▸ **What you need to do**:
A: Name every person mentioned by name in the World Hunger Week post below.
B: Carry on the World Hunger Week post below from its final sentence, keeping the voice of the news article it quotes.

▸ **Source excerpt**:
Tuesday, November 18, 2008

World Hunger Week

I came across this article thanks to CNN's website today, and thought I would post the main text of it because it is so important. It also references Haiti, a country my childhood church has significant ties to, and that I someday very much would like to visit.

AS CHILDREN STARVE, WORLD STRUGGLES FOR SOLUTION
By John Blake
CNN

(CNN) -- Some mothers choose what their children will eat. Others choose which children will eat and which will die.

A Haitian boy begs for food. One child dies from hunger every six seconds, an aid agency says.



Those mothers forced to make the grim life-or-death choices are the impoverished women Patricia Wolff, executive director of Meds & Food for Kids, encounters during her frequent trips to Haiti.

Wolff says Haitians are so desperate for food that many mothers wait to name their newborns because so many infants die of malnourishment. Other Haitian mothers keep their children alive by parceling out food to them, but some make an excruciating choice when their food rationing fails, she says.



"It's horrible. They have to choose among their children," says Wolff, whose nonprofit group was formed to fight childhood malnutrition. "They try to keep them alive by feeding them, but sometimes they make the decision that this one has to go."

The Rev. Martin Luther King Jr. declared in his Nobel Peace Prize acceptance speech that "I have the audacity to believe that peoples everywhere can have three meals a day for their bodies." Four decades later, King's wish remains unfulfilled. The global food market's shelves are getting bare, hunger activists say -- and it will get worse.

▸ **Entries provided**:
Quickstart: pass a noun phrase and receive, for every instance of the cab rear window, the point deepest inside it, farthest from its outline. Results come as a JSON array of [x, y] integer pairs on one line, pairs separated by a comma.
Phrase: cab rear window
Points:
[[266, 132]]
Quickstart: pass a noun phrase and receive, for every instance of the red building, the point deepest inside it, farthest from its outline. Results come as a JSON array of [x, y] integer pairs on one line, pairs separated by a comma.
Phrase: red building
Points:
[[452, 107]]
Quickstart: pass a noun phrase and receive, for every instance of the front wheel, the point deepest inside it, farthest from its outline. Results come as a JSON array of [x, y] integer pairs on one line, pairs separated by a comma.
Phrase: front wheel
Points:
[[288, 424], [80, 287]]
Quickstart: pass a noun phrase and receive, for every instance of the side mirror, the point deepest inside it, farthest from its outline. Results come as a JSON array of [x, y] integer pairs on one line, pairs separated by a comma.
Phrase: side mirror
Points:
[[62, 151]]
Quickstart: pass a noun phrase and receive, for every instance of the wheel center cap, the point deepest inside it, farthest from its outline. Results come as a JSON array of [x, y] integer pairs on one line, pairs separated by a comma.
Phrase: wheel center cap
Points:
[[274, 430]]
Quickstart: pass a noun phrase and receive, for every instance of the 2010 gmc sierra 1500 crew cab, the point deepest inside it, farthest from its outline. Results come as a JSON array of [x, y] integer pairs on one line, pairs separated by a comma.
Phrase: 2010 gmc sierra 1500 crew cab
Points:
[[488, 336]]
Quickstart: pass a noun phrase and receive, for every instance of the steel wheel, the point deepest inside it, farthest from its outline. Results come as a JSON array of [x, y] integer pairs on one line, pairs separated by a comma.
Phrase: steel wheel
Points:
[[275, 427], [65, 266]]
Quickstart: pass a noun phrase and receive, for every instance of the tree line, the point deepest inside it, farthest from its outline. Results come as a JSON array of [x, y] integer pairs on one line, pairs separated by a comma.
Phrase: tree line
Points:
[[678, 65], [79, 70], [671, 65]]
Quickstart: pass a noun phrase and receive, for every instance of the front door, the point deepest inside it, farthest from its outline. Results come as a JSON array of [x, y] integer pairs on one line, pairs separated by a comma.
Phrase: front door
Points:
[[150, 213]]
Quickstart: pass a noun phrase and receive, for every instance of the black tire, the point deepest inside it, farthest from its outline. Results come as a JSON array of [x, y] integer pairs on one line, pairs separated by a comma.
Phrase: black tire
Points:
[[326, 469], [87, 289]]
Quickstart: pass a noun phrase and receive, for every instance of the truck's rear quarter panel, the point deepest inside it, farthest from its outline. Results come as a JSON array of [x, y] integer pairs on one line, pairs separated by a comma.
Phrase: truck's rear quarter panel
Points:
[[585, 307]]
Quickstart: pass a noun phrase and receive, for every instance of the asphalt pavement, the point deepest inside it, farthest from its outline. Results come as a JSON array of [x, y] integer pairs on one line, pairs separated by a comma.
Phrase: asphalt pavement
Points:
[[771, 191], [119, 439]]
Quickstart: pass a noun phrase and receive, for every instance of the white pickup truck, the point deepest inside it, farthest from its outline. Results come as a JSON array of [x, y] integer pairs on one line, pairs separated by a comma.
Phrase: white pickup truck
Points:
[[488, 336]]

▸ **In response**:
A: John Blake, Patricia Wolff, Martin Luther King Jr.

B:
Food riots erupted across the globe this year in countries such as Egypt and India. Food pantries in the United States also warned that they were running out of food because of unprecedented demand. The news from the World Food Programme is even grimmer: A child dies of hunger every six seconds, and hunger now kills more people every year than AIDS, malaria and tuberculosis combined.

The end of food?

Wolff thinks hunger can be conquered. Her group produces "Medika Mamba," energy dense, peanut butter food that's designed to ensure Haitian children survive childhood. Medika Mamba is easy to make, store, preserve and distribute, she says.

"It just takes the will to do it," she says of eliminating hunger. "Look at what we did for Wall Street. We didn't have enough money for infrastructure, schools, but all of a sudden, we had all of this money for Wall Street."

Raj Patel, author of "Stuffed and Starved: The Hidden Battle for the World Food System," says the right to food should be seen as a human right. But, he says, powerful corporate food distributors control too much of the world's food supply to ensure a robust global food supply.

Patel says "2008 was a record year in terms of harvest. There's more food per person in 2008 than there's ever been in history. The problem is not food, but how we distribute it."

Other causes for the rise in global hunger have been documented. They include:

• Surging oil costs have made it more expensive to harvest, fertilize, store and deliver food.

• The rise in droughts and hurricanes worldwide has wiped out crops and made farming more difficult.

• The world is running out of the raw materials -- water, oil, good farmland -- needed to keep the food system intact.

"A lot of people have begun to understand at various levels that the food system, as it is, can't go on," says Paul Roberts, author of "The End of Food."

Every time an American bites down on a steak or hamburger, they're contributing to global hunger, Roberts says. As other countries become more affluent, they're copying our meat-heavy diet. The problem: It takes so much grain and other resources to produce meat, he says.

"If the rest of the world were to eat like we do, the planet would collapse," Roberts says. "There's been this unspoken assumption that the rest of the world won't eat meat like we do. That doesn't go over well in countries like China."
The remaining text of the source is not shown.